# Exercise input
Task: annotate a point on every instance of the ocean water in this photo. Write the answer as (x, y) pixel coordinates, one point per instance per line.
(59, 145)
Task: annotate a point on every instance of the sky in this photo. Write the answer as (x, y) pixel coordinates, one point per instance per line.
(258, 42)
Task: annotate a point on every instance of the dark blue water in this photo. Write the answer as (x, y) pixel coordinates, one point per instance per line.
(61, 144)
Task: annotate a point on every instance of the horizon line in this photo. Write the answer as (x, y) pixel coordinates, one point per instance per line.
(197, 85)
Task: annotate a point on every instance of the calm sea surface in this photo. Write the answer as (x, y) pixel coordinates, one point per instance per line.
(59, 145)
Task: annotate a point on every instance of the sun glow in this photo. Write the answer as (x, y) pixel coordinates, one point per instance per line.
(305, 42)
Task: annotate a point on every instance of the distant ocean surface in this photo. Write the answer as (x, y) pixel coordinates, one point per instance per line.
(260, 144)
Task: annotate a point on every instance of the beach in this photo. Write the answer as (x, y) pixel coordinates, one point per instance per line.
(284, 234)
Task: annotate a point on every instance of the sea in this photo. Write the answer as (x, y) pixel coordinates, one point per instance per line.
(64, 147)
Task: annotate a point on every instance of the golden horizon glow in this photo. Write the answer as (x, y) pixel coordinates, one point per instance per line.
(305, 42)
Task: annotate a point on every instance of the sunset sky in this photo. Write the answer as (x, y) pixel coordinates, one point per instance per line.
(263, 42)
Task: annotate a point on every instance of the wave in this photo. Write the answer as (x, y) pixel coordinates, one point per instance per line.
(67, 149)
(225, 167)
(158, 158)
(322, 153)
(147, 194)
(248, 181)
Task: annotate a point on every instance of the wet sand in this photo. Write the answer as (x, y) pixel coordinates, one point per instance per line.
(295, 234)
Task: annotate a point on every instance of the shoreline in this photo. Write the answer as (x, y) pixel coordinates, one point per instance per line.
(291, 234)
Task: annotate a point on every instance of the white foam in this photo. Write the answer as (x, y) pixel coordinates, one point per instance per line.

# Goal of the exercise
The answer should be an exact reproduction of all the entries.

# Answer box
Task: annotate a point on every instance of the ocean water in this photo. Write the answer as (x, y) pixel coordinates, one point per instance per line.
(59, 145)
Task: annotate a point on every instance of the sky in this photo. Write the answer as (x, y) pixel coordinates, one point per instance per line.
(258, 42)
Task: annotate a point on every instance of the dark blue water in this photo. Write the answer as (x, y) pixel coordinates, one point per instance per line.
(61, 144)
Task: annotate a point on every instance of the horizon line in this photo. Write the answer as (x, y) pixel coordinates, one point per instance per line.
(197, 85)
Task: annotate a point on every instance of the calm sea surface in this photo. Write the answer as (x, y) pixel coordinates, one point per instance per line.
(59, 145)
Task: annotate a point on every instance of the sun glow in this photo. Write the answer as (x, y) pixel coordinates, one point per instance per line.
(305, 42)
Task: annotate a point on every instance of the distant ocean surface in this photo. Write the answer as (x, y) pixel coordinates, one point per instance per line.
(260, 144)
Task: annotate a point on every instance of the beach in this photo. Write the answer as (x, y) pixel coordinates, one point per instance per line.
(284, 234)
Task: annotate a point on every instance of the sea in this photo. Write the answer as (x, y) pixel coordinates, one point per instance per line.
(64, 147)
Task: annotate a point on every instance of the golden horizon glow in this photo. Write the answer as (x, y) pixel coordinates, one point per instance per line.
(305, 42)
Task: annotate a point on every instance of the sunset sky in this photo. Write the answer as (x, y) pixel coordinates, one point per instance per line.
(263, 42)
Task: annotate a point on every instance of the wave in this photo. Write the answer as (x, y) pixel coordinates, one point per instance per line.
(67, 149)
(225, 167)
(158, 158)
(322, 153)
(147, 194)
(248, 181)
Task: annotate a point on every instance of the wet sand in this photo. Write the answer as (x, y) pixel coordinates, one point per instance per line.
(295, 234)
Task: annotate a point on every instance of the shoreline in this photo. Write the answer as (x, y) pixel coordinates, one point per instance per line.
(291, 234)
Task: annotate a point on every instance of the white foam in this photo. Write the answer as (x, y) pixel coordinates, one point per instance per line.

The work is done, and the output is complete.